• _Excerpt to read_
::::

Written By Onyeka Daniel
Football is a sport that’s supposed to bring joy to the spectators no matter where they’re watching from, but it’s easy to forget that there’s a business side to the sport too that helps generate revenues for all those involved.
For a group of 6, they learned the hard way after they were sentenced to prison for illegal streaming of matches in the English Premier League. Five men illegally streamed Premier League football matches to tens of thousands of people in a scam believed to have been the biggest of its kind.
Mark Gould, 36, masterminded the operation from his riverside flat in Greenwich, southeast London. He and his associates sold cut-price £10-a-month subscriptions, receiving more than £7million from 50,000 subscribers. The men bragged they made money showing Premier League games not otherwise available to watch live in the UK because of “blackout” broadcasting rules.
But the Premier League itself prosecuted Gould and his accomplices, in a rare move by the league. The fraud prosecution was brought to protect “some of the world’s most valuable content”, the league’s lawyers said. Gould was today jailed for 11 years for his role in the racket.
Four other members were sentenced to between three and more than five years. Along with his co-defendants – Steven Gordon, Peter Jolley, William Brown and Christopher Felvus – Gould offered illegal access to matches from hundreds of channels worldwide. They also sold access to tens of thousands of on-demand films and TV shows.
Felvus, 36, was also found guilty of voyeurism and possessing indecent images of children, discovered on his computer. A sixth gang member, Zak Smith, failed to appear at court for sentencing and a warrant has been issued for his arrest, the Premier League said.
The personal details of many of those who paid for Flawless TV are now in the hands of investigators, raising the question of what action might be taken against them. The gang took feeds from broadcasters in the UK, Qatar, the US, Australia and Canada And streamed them a few seconds later via the Flawless service.
Brown, from Stoke-on-Trent, Staffordshire, denied conspiracy to defraud, claiming to have been an undercover informant acting in the interests of law enforcement authorities and broadcasters.
But the 33-year-old was unanimously convicted by a jury after a seven-week trial as the Premier League said he used his technical skills to hack legitimate customers’ accounts to access and copy streams – intending for them to take the blame if identified by authorities.

::::

• _Jobs_
a - Condense the paragraph of the article on illegal Premier League streaming that begins "Mark Gould, 36, masterminded" into a short bulleted list that keeps its main facts.
b - Extract every line of the entries that contains the string "leaf".
The article and the entries were drawn from separate sources.

Excerpts from annotation records
::::

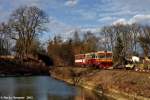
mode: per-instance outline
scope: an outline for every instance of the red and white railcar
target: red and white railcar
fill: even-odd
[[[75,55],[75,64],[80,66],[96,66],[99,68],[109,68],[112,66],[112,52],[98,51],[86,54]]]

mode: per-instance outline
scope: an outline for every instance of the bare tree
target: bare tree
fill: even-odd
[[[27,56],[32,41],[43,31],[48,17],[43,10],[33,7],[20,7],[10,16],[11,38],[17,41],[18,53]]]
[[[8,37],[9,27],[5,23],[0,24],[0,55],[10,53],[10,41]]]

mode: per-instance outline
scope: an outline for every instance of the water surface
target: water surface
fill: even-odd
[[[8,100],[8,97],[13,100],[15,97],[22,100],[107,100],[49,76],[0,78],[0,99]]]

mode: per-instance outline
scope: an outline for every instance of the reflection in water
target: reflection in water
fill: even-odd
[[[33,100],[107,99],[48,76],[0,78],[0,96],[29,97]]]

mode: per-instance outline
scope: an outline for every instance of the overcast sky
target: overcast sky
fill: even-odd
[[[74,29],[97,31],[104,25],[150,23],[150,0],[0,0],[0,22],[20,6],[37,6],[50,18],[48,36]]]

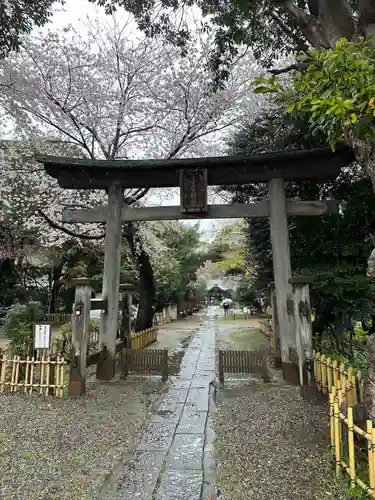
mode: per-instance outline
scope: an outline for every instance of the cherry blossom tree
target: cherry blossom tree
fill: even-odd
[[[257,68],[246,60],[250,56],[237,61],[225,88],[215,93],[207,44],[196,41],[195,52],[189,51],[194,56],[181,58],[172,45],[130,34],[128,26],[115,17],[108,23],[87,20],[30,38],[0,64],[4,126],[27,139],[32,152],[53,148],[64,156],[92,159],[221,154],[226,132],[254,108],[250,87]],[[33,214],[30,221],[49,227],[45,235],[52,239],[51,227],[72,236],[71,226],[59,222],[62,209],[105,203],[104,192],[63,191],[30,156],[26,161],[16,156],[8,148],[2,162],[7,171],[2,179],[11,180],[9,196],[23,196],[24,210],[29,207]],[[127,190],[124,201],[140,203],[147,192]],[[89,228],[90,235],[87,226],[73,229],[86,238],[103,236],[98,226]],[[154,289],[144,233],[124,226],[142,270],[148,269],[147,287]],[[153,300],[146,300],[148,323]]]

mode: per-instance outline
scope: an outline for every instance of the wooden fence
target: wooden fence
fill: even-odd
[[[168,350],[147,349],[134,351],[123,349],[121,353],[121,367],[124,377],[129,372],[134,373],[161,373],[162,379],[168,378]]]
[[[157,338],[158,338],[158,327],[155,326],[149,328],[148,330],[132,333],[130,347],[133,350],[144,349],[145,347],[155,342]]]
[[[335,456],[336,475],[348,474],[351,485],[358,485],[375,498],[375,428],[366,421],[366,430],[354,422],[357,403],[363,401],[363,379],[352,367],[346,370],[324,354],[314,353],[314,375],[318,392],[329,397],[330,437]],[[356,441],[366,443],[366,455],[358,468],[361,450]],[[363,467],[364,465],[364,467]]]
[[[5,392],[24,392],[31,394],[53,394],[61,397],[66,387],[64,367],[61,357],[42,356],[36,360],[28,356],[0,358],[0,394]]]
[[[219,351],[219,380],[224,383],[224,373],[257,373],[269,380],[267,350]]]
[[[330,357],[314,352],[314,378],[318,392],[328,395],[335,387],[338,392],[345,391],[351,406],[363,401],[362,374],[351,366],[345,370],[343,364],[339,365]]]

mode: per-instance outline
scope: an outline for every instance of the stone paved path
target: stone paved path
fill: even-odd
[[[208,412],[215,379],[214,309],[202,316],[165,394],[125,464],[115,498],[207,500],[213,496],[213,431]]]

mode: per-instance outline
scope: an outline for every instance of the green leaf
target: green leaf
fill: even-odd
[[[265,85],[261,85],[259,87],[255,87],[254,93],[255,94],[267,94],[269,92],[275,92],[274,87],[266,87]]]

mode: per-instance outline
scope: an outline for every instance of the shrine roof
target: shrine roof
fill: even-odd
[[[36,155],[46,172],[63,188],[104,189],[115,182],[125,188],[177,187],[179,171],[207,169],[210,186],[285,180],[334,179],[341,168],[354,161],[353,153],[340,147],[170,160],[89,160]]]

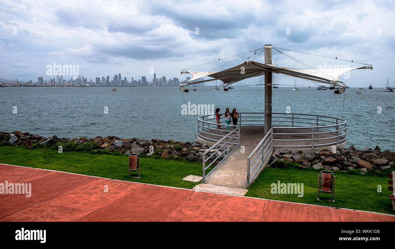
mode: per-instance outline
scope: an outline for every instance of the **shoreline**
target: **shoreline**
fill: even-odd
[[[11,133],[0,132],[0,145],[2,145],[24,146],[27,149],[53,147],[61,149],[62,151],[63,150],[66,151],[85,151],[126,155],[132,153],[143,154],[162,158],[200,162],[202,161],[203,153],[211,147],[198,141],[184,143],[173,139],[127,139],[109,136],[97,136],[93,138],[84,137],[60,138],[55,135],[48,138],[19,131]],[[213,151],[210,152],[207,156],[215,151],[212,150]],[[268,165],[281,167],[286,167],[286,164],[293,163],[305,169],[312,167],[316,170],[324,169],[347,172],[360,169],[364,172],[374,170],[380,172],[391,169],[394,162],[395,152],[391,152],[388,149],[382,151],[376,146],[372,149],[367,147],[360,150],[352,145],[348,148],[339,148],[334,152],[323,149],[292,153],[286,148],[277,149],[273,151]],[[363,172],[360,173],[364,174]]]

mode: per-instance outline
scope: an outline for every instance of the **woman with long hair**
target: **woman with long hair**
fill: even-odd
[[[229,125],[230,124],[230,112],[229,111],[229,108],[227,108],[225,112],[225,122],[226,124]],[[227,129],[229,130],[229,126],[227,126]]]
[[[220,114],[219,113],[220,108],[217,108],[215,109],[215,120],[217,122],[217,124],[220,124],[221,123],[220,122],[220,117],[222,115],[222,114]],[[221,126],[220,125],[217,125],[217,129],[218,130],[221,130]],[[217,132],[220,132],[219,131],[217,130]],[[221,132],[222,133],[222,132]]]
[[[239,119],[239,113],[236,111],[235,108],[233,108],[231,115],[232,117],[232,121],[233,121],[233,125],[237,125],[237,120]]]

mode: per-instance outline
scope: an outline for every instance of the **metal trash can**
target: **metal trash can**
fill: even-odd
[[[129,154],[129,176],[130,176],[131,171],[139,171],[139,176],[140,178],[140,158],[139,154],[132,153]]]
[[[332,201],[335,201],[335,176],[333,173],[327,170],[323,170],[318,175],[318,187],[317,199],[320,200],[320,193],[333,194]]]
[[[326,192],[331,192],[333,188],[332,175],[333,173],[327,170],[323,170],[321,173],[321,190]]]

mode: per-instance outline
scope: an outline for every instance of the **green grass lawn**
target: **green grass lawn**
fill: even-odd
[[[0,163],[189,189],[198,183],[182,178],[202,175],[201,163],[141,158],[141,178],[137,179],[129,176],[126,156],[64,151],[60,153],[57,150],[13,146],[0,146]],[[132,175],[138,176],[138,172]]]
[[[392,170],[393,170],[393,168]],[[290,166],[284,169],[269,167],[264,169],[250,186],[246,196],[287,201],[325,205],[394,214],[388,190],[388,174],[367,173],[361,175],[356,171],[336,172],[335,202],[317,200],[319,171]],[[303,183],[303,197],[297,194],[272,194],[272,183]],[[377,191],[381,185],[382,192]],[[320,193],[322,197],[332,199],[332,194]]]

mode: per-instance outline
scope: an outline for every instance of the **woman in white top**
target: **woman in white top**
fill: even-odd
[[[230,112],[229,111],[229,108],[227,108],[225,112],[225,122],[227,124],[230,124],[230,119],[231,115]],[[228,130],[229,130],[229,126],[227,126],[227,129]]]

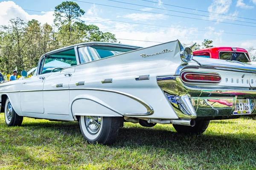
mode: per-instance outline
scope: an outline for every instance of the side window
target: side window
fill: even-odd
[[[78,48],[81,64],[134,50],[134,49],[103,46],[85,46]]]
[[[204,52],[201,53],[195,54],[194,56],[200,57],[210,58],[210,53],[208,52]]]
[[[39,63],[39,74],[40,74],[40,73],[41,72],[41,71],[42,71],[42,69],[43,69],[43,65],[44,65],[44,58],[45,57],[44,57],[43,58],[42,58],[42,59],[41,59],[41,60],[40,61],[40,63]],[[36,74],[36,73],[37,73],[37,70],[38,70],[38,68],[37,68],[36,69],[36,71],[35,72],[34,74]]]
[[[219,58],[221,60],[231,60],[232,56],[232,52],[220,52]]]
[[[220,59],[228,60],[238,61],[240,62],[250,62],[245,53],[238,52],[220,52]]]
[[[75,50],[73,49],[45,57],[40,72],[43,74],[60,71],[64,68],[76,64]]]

::::

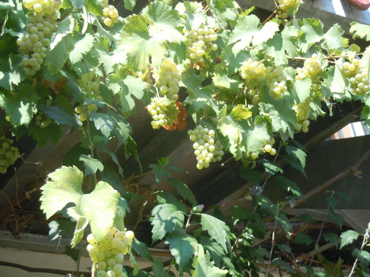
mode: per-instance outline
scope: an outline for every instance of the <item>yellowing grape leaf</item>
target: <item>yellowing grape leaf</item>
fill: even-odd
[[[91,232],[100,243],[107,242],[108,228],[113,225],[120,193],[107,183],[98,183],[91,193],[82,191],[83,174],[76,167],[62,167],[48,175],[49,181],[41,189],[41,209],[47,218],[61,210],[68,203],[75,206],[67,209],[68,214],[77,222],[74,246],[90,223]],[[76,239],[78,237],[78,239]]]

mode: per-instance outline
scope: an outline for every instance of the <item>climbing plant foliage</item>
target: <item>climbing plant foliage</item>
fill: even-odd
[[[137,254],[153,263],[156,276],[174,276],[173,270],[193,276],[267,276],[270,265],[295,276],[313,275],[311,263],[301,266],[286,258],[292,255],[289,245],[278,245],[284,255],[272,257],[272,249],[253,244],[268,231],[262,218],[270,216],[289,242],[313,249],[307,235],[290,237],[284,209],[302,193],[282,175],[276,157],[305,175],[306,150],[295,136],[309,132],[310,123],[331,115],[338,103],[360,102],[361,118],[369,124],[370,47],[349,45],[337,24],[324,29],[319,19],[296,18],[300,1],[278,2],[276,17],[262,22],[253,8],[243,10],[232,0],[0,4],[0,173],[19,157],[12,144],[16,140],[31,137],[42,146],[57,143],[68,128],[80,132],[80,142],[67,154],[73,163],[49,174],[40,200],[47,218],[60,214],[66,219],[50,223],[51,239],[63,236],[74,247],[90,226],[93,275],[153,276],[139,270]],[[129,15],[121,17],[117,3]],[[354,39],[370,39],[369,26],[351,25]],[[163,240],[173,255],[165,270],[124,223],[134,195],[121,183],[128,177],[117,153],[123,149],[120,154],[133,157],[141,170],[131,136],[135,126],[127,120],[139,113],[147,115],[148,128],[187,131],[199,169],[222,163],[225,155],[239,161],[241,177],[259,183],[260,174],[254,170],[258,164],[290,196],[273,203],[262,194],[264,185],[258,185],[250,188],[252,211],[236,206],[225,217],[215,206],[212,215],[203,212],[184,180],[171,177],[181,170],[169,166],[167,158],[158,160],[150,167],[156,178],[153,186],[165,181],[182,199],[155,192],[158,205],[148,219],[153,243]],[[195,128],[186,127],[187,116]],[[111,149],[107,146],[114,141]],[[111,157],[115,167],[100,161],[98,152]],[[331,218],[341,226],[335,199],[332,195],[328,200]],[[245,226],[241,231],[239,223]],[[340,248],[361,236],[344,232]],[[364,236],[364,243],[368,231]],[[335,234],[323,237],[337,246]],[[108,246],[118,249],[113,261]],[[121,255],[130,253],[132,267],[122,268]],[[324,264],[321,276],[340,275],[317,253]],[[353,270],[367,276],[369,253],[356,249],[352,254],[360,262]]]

::::

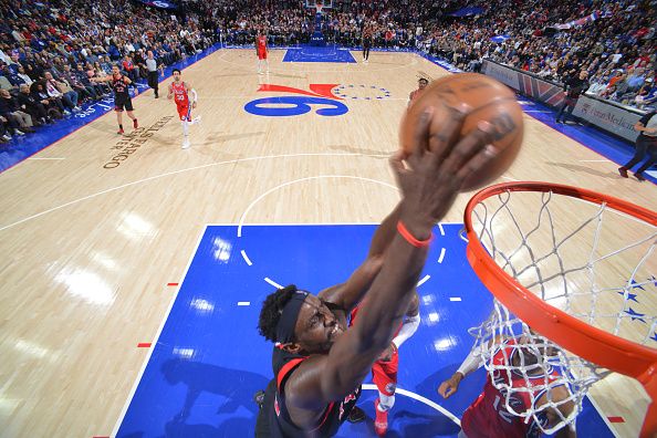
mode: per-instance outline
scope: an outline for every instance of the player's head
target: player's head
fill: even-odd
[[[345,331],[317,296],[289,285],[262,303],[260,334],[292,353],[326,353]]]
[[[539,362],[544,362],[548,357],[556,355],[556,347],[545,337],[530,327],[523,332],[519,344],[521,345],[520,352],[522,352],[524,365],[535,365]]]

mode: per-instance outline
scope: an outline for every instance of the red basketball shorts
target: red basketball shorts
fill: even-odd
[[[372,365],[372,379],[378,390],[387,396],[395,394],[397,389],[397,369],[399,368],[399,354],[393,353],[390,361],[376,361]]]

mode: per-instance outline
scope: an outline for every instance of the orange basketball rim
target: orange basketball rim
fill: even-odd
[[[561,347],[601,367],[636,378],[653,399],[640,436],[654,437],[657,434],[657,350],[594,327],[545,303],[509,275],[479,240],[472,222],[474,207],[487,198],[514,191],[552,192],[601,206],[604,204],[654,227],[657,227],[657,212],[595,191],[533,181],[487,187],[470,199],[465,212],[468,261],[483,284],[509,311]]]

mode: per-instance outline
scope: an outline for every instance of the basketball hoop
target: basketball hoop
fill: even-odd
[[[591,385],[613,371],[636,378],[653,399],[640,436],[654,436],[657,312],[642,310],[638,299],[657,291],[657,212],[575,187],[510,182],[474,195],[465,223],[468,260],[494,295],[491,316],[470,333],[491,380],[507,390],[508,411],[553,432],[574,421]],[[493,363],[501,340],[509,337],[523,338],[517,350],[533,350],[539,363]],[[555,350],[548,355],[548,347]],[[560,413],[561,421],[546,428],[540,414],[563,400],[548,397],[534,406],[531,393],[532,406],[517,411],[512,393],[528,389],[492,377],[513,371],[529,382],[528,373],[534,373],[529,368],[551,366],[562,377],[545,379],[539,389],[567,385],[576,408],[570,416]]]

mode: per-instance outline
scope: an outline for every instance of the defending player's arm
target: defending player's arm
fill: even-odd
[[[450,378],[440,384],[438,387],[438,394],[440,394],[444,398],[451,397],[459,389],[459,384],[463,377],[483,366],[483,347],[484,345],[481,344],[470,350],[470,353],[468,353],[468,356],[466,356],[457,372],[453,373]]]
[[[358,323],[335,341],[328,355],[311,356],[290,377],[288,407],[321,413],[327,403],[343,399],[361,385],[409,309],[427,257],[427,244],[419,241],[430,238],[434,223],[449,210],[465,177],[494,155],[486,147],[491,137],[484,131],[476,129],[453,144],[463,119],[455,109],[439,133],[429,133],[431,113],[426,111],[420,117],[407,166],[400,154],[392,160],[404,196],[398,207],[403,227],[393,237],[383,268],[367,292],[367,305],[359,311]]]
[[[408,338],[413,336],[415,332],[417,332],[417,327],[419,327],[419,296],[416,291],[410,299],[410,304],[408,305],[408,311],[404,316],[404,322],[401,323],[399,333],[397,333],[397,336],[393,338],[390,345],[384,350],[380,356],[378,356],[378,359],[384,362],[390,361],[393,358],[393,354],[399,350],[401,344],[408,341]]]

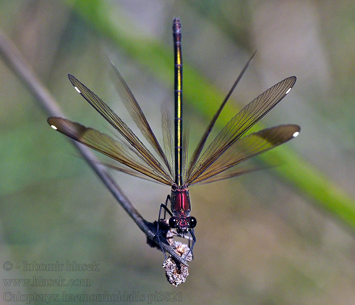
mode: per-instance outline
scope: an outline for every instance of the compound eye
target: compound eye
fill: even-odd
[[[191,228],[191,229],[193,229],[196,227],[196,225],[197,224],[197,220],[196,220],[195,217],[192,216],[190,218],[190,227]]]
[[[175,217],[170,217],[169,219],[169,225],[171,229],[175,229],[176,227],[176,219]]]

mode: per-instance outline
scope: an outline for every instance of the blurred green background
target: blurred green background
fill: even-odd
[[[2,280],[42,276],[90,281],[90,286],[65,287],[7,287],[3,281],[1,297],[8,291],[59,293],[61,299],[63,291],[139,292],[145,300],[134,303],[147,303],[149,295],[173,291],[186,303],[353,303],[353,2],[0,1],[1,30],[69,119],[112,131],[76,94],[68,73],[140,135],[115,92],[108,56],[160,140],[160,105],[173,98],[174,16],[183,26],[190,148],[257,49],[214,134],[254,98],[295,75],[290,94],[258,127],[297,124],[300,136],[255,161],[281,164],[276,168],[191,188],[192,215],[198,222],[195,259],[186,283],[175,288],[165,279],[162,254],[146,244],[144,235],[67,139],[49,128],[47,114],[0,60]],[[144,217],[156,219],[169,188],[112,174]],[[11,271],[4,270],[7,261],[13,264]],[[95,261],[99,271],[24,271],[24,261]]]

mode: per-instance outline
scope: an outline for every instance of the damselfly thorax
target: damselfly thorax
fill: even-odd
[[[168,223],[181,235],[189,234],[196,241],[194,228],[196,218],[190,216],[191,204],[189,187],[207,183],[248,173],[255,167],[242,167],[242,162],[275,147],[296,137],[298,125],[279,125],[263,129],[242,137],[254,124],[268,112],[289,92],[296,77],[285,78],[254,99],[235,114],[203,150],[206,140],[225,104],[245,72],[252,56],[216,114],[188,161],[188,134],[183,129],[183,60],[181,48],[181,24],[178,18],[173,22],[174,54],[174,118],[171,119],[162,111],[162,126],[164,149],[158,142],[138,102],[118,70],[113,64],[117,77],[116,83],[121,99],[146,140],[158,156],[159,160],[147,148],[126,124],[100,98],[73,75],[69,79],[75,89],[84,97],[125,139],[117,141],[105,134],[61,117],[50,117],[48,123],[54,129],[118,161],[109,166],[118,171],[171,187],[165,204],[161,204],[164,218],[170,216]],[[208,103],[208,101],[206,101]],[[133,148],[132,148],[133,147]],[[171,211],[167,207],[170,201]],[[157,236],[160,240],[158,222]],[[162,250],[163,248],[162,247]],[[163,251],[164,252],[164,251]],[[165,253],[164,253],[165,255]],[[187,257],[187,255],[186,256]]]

::::

• _Outputs_
a -
- Mark Gould, 36, ran the operation from his riverside flat in Greenwich, southeast London.
- He and his associates sold cut-price subscriptions at £10 a month.
- They received more than £7million from 50,000 subscribers.
- The men bragged that they made money by showing Premier League games that could not otherwise be watched live in the UK because of "blackout" broadcasting rules.

b -
scope: an outline for every instance of the green leaf
target: green leaf
scope: an outline for every instance of the <item>yellowing grape leaf</item>
target: <item>yellowing grape leaf</item>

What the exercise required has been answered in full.